What is being asked
Transcribe the tail of the listing: start at the line containing "cloud in this photo." and stop after the last line, keeping every character as is and adding nothing.

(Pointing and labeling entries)
● ● ●
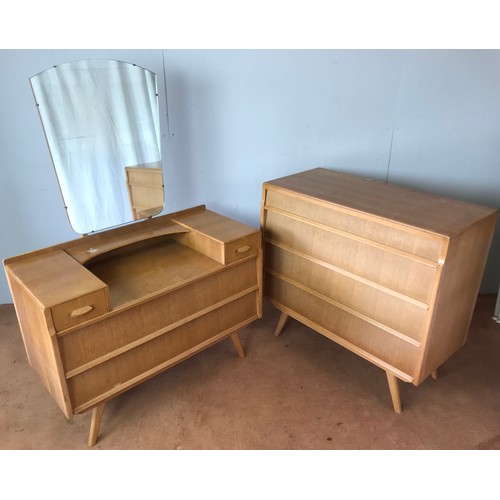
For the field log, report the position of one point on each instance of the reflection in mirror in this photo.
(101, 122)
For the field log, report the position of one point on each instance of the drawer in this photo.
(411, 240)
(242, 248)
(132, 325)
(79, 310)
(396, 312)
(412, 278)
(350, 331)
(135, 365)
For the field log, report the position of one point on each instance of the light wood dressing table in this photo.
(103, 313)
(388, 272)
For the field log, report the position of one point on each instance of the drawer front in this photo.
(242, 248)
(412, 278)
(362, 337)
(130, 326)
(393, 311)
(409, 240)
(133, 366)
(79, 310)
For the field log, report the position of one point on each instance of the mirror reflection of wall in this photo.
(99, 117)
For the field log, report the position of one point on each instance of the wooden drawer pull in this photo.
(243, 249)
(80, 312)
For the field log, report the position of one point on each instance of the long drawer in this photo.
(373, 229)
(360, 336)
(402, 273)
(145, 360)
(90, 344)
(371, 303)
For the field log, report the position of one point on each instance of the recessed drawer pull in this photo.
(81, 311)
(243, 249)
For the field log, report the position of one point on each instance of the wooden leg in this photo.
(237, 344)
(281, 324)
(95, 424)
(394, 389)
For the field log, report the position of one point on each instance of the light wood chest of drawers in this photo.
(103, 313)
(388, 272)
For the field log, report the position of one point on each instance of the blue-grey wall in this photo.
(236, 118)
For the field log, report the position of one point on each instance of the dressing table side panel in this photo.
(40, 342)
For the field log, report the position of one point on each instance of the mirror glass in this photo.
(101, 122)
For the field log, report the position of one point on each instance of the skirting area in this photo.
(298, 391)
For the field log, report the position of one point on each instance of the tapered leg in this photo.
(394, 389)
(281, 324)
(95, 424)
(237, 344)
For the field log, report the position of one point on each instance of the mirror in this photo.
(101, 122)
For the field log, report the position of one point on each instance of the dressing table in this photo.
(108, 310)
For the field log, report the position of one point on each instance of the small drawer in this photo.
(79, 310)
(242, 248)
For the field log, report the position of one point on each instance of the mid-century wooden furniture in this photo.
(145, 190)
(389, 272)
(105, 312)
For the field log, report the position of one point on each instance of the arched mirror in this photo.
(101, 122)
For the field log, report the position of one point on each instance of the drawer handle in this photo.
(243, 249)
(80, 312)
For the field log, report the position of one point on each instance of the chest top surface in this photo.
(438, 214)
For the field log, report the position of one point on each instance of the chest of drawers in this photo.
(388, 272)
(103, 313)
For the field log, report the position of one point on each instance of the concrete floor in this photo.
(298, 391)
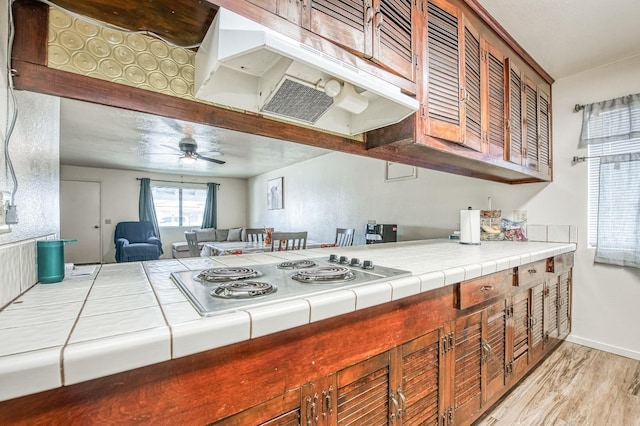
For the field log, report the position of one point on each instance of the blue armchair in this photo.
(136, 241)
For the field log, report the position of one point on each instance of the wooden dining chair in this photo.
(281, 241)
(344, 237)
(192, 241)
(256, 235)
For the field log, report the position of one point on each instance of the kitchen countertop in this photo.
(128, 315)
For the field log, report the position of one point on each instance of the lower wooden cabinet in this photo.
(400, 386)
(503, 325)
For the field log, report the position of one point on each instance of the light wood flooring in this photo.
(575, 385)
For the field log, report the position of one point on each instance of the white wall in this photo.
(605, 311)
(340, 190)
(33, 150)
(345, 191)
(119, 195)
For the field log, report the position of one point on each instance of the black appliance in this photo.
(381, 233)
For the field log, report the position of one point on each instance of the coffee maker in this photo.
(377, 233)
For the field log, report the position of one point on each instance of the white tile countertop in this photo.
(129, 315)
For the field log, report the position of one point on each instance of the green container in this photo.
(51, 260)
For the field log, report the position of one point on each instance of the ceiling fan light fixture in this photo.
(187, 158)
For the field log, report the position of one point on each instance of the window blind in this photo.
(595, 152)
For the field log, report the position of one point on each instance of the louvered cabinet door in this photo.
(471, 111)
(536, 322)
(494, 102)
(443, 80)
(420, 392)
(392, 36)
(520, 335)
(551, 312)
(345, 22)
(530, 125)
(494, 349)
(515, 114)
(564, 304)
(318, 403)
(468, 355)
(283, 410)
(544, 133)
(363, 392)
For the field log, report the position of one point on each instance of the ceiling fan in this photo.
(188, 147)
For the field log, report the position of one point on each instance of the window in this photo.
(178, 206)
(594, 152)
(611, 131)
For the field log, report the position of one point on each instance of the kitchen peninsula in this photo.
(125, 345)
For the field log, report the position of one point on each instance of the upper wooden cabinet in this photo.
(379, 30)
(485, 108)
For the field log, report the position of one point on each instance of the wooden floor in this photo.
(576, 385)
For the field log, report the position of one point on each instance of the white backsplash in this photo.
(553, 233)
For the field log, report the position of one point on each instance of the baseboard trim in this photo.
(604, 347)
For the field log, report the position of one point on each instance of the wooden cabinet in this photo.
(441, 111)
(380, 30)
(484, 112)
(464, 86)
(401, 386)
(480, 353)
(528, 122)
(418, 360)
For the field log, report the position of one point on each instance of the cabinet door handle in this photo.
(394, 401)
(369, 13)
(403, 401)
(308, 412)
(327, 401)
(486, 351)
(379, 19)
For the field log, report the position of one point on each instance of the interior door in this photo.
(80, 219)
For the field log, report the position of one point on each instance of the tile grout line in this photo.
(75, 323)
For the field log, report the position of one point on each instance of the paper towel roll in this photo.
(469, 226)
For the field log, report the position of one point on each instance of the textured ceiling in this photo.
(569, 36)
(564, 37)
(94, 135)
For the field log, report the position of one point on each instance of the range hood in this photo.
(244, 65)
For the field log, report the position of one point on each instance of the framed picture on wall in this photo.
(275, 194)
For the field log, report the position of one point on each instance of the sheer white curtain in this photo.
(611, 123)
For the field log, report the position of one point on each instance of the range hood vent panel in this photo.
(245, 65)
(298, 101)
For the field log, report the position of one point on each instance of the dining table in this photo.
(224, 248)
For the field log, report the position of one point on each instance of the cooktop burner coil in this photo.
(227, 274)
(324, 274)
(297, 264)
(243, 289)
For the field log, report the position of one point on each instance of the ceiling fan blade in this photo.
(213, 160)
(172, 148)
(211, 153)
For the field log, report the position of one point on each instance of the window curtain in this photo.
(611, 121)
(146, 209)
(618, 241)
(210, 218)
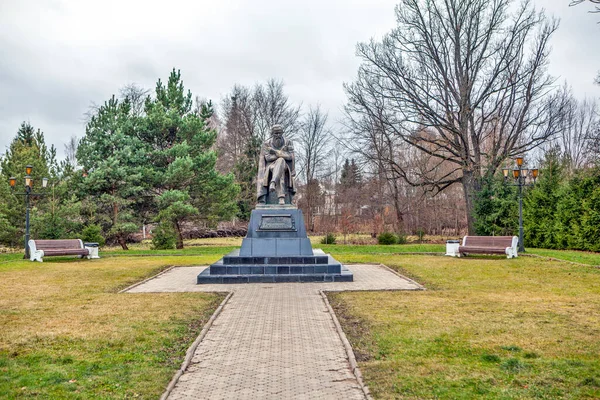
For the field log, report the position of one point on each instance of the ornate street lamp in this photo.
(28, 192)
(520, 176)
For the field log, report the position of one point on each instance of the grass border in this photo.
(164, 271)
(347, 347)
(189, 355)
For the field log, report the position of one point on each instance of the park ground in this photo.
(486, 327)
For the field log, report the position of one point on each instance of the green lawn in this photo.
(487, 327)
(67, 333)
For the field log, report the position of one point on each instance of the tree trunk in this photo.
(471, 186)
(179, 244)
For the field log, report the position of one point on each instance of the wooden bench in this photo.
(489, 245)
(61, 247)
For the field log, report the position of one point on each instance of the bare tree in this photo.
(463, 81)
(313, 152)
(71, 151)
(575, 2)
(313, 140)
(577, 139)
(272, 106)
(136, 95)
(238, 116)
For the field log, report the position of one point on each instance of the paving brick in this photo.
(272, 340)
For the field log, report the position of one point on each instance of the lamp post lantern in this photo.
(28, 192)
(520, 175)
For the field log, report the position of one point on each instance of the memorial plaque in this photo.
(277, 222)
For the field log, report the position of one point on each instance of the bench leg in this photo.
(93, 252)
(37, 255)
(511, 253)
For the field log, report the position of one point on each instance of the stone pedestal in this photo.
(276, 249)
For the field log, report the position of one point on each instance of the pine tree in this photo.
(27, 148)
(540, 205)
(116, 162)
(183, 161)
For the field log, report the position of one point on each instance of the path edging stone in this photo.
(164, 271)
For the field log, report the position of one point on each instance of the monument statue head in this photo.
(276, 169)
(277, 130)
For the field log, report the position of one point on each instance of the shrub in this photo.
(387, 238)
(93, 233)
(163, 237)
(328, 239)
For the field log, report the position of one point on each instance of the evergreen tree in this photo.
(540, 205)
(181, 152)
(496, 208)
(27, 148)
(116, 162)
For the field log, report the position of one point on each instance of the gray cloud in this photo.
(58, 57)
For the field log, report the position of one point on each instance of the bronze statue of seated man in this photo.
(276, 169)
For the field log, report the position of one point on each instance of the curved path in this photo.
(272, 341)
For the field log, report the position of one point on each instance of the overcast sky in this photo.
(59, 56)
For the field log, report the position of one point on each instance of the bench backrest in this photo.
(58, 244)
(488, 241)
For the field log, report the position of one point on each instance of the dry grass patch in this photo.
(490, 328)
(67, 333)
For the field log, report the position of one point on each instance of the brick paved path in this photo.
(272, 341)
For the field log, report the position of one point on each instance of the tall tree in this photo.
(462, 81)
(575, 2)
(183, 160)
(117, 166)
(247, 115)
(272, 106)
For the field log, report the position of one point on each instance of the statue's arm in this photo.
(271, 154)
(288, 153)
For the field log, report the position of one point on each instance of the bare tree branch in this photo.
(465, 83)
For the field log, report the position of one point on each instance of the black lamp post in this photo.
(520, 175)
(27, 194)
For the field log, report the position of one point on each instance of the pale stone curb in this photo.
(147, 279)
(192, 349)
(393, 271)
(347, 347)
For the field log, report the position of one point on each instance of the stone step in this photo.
● ● ●
Problem solution
For the field log, report the position of one point on each instance of the gray cloud in this photo.
(58, 57)
For the field log, report the position of one point on each instance of the bronze statue of seated man in this photo.
(276, 169)
For the field log, report the position of one point on each instance of the curved path in this photo.
(272, 341)
For the field log, report the position of one point on each instance of the overcast sky in this photo.
(59, 56)
For the field log, report the position of one point on each instance of the bench backrest in this photo.
(58, 244)
(488, 241)
For the field log, report the position of one point on each instance of the dry grass patch in this photo.
(490, 328)
(67, 333)
For the field log, report the position of one point on each instance of the brick paved path in this photo.
(272, 341)
For the field log, report the position of one point on each instance of the tall tree in this photo.
(462, 81)
(575, 2)
(183, 160)
(117, 166)
(247, 115)
(272, 106)
For the field log, report the position of one point on each instance of the statue's arm in this photo.
(271, 154)
(288, 153)
For the field log, report the position of one point on each instance of the bare tree branch in this photo.
(465, 83)
For the field log, report the position of one point on each instance of the black lamp post in this photo.
(520, 175)
(27, 194)
For the field log, report the position of one point on each instance of the pale stone curb in this photo.
(147, 279)
(192, 349)
(393, 271)
(347, 347)
For the field log, report the position of one point on each instance of the stone step in this photo.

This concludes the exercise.